* What the exercise asks *
Please write out the final portion of the records below exactly: the line containing "x=152, y=37", every line after it, and nothing else.

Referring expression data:
____

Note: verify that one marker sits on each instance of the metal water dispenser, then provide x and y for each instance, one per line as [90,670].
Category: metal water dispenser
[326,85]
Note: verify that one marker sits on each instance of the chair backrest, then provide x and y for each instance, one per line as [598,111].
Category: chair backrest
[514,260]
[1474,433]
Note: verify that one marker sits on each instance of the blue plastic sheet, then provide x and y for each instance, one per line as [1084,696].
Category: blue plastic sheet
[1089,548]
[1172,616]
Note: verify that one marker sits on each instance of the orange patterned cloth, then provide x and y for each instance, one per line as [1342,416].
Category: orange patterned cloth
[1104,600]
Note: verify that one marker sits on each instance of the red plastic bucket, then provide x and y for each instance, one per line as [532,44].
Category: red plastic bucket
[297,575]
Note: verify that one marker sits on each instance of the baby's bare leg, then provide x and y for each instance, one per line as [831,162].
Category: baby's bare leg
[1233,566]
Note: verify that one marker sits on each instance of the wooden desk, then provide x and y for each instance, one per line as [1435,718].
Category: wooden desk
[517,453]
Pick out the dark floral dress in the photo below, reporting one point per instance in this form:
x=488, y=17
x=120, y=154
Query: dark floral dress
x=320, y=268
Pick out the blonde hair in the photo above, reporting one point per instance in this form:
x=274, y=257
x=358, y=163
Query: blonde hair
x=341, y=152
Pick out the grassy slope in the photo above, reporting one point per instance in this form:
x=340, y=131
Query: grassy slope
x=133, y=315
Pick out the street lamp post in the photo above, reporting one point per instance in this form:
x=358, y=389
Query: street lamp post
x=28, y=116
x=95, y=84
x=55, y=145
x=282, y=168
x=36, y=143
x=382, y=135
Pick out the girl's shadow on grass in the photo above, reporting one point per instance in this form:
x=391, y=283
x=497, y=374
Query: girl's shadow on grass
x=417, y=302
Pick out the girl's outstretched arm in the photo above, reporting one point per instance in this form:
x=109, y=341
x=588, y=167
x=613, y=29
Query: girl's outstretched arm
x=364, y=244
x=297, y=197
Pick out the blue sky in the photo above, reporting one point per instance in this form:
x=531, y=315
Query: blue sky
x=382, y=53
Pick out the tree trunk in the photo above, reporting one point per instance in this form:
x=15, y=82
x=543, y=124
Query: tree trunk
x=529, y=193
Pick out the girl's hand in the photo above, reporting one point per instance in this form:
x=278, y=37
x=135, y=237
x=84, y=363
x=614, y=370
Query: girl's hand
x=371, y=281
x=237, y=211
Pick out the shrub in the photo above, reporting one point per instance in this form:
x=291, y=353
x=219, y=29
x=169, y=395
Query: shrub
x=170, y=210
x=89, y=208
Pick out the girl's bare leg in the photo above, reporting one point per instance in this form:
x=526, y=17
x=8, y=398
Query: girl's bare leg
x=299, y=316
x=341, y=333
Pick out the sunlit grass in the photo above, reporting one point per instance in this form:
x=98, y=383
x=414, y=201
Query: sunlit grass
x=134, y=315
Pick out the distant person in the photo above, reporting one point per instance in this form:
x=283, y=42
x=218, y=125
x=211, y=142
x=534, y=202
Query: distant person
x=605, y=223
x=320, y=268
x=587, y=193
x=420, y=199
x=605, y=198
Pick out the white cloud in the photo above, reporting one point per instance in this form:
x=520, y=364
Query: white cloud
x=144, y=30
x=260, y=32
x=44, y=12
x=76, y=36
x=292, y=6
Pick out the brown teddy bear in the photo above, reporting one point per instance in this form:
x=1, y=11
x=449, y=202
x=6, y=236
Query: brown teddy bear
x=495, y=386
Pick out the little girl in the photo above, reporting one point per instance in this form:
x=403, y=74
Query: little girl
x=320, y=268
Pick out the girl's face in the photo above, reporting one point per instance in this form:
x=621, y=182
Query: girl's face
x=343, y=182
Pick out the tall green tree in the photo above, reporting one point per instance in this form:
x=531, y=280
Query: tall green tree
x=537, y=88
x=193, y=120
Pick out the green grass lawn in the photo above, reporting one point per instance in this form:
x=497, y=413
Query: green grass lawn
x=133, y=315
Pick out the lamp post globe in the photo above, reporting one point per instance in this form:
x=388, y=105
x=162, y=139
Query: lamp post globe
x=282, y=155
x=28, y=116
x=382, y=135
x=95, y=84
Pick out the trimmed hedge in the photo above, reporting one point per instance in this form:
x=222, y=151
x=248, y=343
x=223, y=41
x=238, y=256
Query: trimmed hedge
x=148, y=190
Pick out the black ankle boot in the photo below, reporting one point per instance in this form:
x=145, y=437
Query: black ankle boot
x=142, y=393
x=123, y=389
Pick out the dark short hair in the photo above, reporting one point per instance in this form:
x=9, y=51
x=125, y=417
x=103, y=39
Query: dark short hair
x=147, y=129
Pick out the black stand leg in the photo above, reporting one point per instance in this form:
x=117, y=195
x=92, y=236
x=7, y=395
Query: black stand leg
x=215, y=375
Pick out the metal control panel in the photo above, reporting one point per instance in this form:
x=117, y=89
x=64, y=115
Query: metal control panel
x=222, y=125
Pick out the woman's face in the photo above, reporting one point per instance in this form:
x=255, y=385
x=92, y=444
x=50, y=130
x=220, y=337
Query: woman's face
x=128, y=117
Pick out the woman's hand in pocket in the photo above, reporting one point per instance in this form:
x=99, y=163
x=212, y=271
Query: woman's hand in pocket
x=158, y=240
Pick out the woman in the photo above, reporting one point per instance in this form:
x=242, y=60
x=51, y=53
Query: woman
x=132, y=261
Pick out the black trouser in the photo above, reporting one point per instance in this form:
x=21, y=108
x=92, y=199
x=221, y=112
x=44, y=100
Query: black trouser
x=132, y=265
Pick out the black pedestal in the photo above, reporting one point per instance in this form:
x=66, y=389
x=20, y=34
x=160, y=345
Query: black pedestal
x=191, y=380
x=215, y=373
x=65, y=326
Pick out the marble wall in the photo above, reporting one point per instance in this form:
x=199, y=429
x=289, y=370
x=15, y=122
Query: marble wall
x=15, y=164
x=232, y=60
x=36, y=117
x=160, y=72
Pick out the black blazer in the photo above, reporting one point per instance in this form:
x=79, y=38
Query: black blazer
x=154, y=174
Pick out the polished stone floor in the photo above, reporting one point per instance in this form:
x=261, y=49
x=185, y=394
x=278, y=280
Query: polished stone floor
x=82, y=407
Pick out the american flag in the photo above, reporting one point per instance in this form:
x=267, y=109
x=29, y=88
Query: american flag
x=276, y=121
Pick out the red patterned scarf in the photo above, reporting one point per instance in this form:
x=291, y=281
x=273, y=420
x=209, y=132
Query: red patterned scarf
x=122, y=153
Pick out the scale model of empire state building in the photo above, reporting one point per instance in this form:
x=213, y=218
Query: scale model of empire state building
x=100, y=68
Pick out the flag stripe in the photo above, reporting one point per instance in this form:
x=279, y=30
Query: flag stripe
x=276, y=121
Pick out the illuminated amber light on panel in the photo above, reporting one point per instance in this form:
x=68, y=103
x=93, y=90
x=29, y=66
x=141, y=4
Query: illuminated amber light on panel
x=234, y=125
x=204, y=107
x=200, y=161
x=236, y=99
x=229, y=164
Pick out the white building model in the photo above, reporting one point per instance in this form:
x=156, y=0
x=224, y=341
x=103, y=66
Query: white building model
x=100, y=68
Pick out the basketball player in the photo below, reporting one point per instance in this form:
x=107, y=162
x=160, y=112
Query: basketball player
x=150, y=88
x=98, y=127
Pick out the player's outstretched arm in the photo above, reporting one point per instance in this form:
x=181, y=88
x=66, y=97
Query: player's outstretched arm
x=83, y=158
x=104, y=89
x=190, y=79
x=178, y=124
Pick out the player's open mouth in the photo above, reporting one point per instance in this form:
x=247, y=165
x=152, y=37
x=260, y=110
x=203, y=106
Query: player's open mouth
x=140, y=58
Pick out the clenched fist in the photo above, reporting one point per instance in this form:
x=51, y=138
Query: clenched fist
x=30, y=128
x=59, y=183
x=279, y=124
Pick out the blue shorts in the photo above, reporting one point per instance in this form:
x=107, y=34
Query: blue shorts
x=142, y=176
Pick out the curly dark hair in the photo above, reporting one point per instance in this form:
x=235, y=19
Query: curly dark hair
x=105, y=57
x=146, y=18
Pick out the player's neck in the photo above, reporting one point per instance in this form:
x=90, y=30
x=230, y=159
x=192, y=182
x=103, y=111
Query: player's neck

____

* Result of this exercise *
x=152, y=37
x=260, y=110
x=203, y=106
Query: player's open mouth
x=140, y=58
Pick out the clenched fist in the photo above, reporting one point per instance in this form:
x=51, y=138
Query: clenched fist
x=30, y=128
x=59, y=183
x=279, y=124
Pick out the blue shorts in the photo above, reporting one point per instance in this form:
x=107, y=34
Query: blue shorts
x=142, y=176
Pick out the curly dark hair in the photo above, reporting one point per instance in this form:
x=235, y=19
Query: curly dark hair
x=105, y=57
x=146, y=18
Pick out the player's neck in the photo above, reporting one point per instance in this form:
x=90, y=30
x=230, y=159
x=192, y=182
x=103, y=111
Query: player's neck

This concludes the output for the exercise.